■ Written task ■
Could you give the data below again, exactly and completely?

:::

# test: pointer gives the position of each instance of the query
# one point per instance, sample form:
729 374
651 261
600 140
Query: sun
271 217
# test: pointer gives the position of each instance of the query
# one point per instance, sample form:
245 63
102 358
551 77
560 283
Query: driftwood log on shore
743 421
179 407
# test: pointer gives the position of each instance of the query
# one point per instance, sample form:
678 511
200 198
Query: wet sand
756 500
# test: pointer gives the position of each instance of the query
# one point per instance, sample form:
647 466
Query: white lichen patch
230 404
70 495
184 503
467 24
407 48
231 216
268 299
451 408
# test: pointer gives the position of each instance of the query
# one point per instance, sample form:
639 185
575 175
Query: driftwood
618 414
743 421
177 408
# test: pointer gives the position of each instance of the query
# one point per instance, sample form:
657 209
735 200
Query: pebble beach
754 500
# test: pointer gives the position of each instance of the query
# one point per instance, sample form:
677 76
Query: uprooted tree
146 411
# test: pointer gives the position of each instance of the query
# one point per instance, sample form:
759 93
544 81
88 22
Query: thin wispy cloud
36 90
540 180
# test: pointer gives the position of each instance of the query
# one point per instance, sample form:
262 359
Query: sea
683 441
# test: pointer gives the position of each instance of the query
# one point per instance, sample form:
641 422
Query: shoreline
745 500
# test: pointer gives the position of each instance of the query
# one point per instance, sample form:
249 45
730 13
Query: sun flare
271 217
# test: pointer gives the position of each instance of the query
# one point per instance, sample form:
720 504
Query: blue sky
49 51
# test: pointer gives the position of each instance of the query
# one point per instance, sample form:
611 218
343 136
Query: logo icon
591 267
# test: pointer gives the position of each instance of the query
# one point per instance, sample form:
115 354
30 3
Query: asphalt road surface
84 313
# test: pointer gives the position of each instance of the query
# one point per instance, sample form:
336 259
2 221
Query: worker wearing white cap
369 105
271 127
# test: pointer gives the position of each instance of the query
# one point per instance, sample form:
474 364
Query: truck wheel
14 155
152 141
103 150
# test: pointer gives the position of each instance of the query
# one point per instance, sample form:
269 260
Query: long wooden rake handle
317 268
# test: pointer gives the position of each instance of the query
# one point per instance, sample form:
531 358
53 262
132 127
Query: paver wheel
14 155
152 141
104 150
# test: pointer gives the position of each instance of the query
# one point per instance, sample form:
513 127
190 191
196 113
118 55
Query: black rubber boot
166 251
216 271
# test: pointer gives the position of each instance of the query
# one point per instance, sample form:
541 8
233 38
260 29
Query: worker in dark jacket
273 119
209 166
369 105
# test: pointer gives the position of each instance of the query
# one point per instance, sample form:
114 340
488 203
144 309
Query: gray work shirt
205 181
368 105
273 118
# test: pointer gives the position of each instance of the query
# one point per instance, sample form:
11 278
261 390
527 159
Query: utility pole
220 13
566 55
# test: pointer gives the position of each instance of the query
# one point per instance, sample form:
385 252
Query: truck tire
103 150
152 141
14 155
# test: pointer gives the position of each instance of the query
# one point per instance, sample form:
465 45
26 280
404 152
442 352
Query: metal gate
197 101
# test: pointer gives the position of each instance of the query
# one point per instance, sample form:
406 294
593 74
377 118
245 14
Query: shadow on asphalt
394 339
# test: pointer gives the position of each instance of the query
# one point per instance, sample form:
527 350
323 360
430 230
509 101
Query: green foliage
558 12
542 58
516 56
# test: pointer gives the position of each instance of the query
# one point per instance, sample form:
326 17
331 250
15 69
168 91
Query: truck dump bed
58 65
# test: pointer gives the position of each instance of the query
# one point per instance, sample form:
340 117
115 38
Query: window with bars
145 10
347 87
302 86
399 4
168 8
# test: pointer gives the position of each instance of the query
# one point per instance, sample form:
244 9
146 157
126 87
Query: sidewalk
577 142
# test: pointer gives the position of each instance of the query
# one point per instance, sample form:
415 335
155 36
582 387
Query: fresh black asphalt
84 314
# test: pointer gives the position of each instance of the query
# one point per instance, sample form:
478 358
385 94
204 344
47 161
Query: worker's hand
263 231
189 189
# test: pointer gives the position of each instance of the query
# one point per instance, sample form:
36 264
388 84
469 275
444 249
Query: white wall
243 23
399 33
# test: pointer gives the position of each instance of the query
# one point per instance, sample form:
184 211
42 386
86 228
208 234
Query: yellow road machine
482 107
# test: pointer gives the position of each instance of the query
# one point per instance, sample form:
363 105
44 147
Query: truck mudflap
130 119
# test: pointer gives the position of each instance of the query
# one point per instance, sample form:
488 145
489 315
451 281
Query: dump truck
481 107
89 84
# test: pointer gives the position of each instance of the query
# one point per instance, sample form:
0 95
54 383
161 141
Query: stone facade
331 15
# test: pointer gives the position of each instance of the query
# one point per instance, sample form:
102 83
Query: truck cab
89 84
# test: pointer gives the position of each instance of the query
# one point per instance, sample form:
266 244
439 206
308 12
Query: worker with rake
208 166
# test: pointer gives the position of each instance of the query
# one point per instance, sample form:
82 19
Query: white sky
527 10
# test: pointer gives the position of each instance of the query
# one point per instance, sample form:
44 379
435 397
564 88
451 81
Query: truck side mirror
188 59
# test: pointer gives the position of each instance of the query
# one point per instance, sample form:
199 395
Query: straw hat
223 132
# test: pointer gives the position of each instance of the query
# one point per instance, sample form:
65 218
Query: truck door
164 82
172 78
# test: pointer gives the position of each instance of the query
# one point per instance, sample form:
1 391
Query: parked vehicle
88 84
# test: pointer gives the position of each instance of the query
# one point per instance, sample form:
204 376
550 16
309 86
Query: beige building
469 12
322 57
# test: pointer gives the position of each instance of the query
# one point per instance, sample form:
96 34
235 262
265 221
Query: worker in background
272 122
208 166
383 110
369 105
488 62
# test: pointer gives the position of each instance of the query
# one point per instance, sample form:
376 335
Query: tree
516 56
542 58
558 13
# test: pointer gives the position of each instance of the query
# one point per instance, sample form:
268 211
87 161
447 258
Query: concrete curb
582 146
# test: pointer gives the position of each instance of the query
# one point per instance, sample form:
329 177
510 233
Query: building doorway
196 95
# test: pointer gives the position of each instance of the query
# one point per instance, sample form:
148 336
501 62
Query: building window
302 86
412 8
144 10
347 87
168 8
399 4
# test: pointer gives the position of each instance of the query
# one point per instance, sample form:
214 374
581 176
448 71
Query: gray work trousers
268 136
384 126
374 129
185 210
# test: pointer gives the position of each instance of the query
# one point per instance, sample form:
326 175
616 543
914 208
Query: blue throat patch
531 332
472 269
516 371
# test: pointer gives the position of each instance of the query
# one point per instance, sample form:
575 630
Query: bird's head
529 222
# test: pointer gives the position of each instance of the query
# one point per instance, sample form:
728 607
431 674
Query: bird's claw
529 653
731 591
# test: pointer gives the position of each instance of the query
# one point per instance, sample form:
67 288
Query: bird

:::

■ Final result ■
# test: pointer gives the position of each instance of the query
# one point per instance, sample form:
729 374
651 261
600 140
Query: sun
271 217
# test: pointer gives the position of each instance of the query
# one point per instance, sample form:
245 63
102 358
551 77
560 283
Query: driftwood log on shore
743 421
179 407
# test: pointer gives the position of each instance of the query
# one point per instance, sample form:
678 511
200 198
Query: wet sand
756 500
# test: pointer gives the position of each instance of the query
# one point per instance, sample form:
647 466
Query: white lichen patch
230 404
70 495
184 503
467 24
407 48
231 216
268 299
451 408
# test: pointer gives the position of each instance of the query
# one point per instance, sample form:
639 185
575 175
Query: driftwood
618 414
743 421
177 408
# test: pointer gives the position of each instance of the query
# one point per instance, sample form:
657 209
735 200
Query: pebble beach
754 500
# test: pointer gives the position of each instance of the query
# one point per instance, sample form:
677 76
Query: uprooted tree
146 411
# test: pointer gives the position of each instance of the query
# one point per instance, sample form:
759 93
544 81
88 22
Query: thin wispy cloud
36 90
540 180
# test: pointer gives the position of each instance of the query
# one point per instance, sample form:
262 359
Query: sea
683 441
# test: pointer gives the position of each instance of the query
# one point per instance, sample form:
641 422
Query: shoreline
745 500
# test: pointer gives the position of each instance of the query
# one point per instance, sample form:
249 45
730 13
Query: sun flare
271 217
# test: pointer gives the position of each instance of the query
# one point per instance, sample form:
720 504
Query: blue sky
49 51
# test: pointer gives the position of each instance of the query
# one point per instance, sample form:
611 218
343 136
Query: logo icon
591 267
# test: pointer gives the position of each instance of the query
# one point per instance, sample form:
115 354
30 3
Query: asphalt road surface
84 313
# test: pointer gives the position of each instance of the query
# one point per instance, sample form:
336 259
2 221
Query: worker wearing white cap
369 105
271 127
# test: pointer gives the position of each instance of the query
# one point per instance, sample form:
474 364
Query: truck wheel
14 155
152 141
103 150
# test: pointer gives the position of each instance of the query
# one point per instance, sample form:
269 260
Query: long wooden rake handle
317 268
# test: pointer gives the position of each instance of the query
# one point per instance, sample form:
531 358
53 262
132 127
Query: paver wheel
14 155
152 141
104 150
# test: pointer gives the position of each instance of the query
# one point per instance, sample form:
513 127
190 191
196 113
118 55
Query: black rubber boot
166 251
216 271
# test: pointer gives the position of each instance of the query
# one point per instance, sample form:
541 8
233 38
260 29
Query: worker in dark jacket
273 119
209 166
369 105
# test: pointer gives the position of each instance of the query
# one point per instance, sample form:
114 340
488 203
144 309
Query: gray work shirt
205 181
368 105
273 118
# test: pointer gives the position of each instance of the query
# one point per instance, sample form:
11 278
261 390
527 159
Query: utility pole
220 13
566 55
# test: pointer gives the position of each instance of the query
# one point per instance, sample form:
385 252
Query: truck tire
103 150
152 141
14 155
# test: pointer gives the position of each instance of the query
# one point per instance, sample form:
465 45
26 280
404 152
442 352
Query: metal gate
197 101
# test: pointer gives the position of each instance of the query
# one point per instance, sample form:
406 294
593 74
377 118
245 14
Query: shadow on asphalt
394 339
# test: pointer gives the position of each instance of the query
# one point per instance, sample form:
527 350
323 360
430 230
509 101
Query: green foliage
558 12
542 58
516 56
# test: pointer gives the position of each instance of the query
# one point per instance, sample form:
326 17
331 250
15 69
168 91
Query: truck dump bed
58 65
# test: pointer gives the position of each instance of the query
# one point per instance, sample form:
340 117
115 38
Query: window with bars
145 10
347 87
302 86
399 4
168 8
# test: pointer gives the position of each instance of the query
# one point per instance, sample form:
244 9
146 157
126 87
Query: sidewalk
577 142
# test: pointer gives the position of each instance of the query
# one point per instance, sample form:
415 335
155 36
582 387
Query: fresh black asphalt
84 314
# test: pointer gives the position of each instance of the query
# one point per instance, sample form:
478 358
385 94
204 344
47 161
Query: worker's hand
263 231
189 189
# test: pointer gives the position of each instance of the query
# one point per instance, sample form:
36 264
388 84
469 275
444 249
Query: white wall
243 23
399 33
# test: pointer gives the position of each instance of the query
# one point per instance, sample form:
184 211
42 386
86 228
208 234
Query: yellow road machine
482 107
# test: pointer gives the position of each instance of the query
# one point per instance, sample form:
363 105
44 147
Query: truck mudflap
130 119
# test: pointer gives the position of each instance of the query
# one point per instance, sample form:
488 145
489 315
451 281
Query: dump truck
481 107
89 84
# test: pointer gives the position of each instance of the query
# one point per instance, sample form:
0 95
54 383
161 141
Query: stone facade
331 15
# test: pointer gives the position of each instance of the query
# one point per instance, sample form:
102 83
Query: truck cab
89 84
# test: pointer gives the position of each instance of the query
# one point per instance, sample form:
266 244
439 206
308 12
Query: worker with rake
208 166
# test: pointer gives the position of each instance of the query
# one point per instance, sample form:
82 19
Query: white sky
527 10
# test: pointer gives the position of each instance of the query
# one point per instance, sample form:
44 379
435 397
564 88
451 81
Query: truck side mirror
188 59
# test: pointer gives the position of each instance of the query
# one point per instance, sample form:
199 395
Query: straw hat
223 132
# test: pointer gives the position of each instance of the query
# one point per instance, sample form:
65 218
Query: truck door
164 82
172 78
# test: pointer gives the position of each instance of the query
# one point per instance, sample form:
1 391
Query: parked vehicle
88 84
# test: pointer gives the position of each instance of the query
# one point per instance, sample form:
204 376
550 16
309 86
Query: beige building
469 12
322 57
# test: pointer gives the position of each instance of the query
# one point per instance, sample form:
96 34
235 262
265 221
Query: worker in background
272 122
208 166
383 110
369 105
488 62
# test: pointer gives the position of each instance of the query
# one point per instance, sample form:
376 335
Query: tree
516 56
542 58
558 13
# test: pointer gives the position of each instance of the query
# one point per instance, sample form:
268 211
87 161
447 258
Query: concrete curb
582 146
# test: pointer gives the position of each instance of the query
# one point per instance, sample form:
329 177
510 233
Query: building doorway
196 95
# test: pointer gives the position of each instance of the query
# one point per instance, sample form:
148 336
501 62
Query: building window
302 86
412 8
144 10
347 87
168 8
399 4
# test: pointer gives the position of each instance of the query
# one point per instance, sample form:
214 374
581 176
448 71
Query: gray work trousers
268 136
384 126
374 129
185 210
# test: pointer gives the position of each instance of the query
# one point per instance, sample form:
326 175
616 543
914 208
Query: blue throat patch
531 332
472 269
516 371
# test: pointer gives the position of each instance of the query
# one point per instance, sample form:
575 630
Query: bird's head
529 222
# test: pointer gives the position of each instance of the query
# one point per instance, sample form:
728 607
431 674
Query: bird's claw
529 653
731 591
# test: pointer gives the position of each instance of the query
# one point per instance, sample form:
67 288
Query: bird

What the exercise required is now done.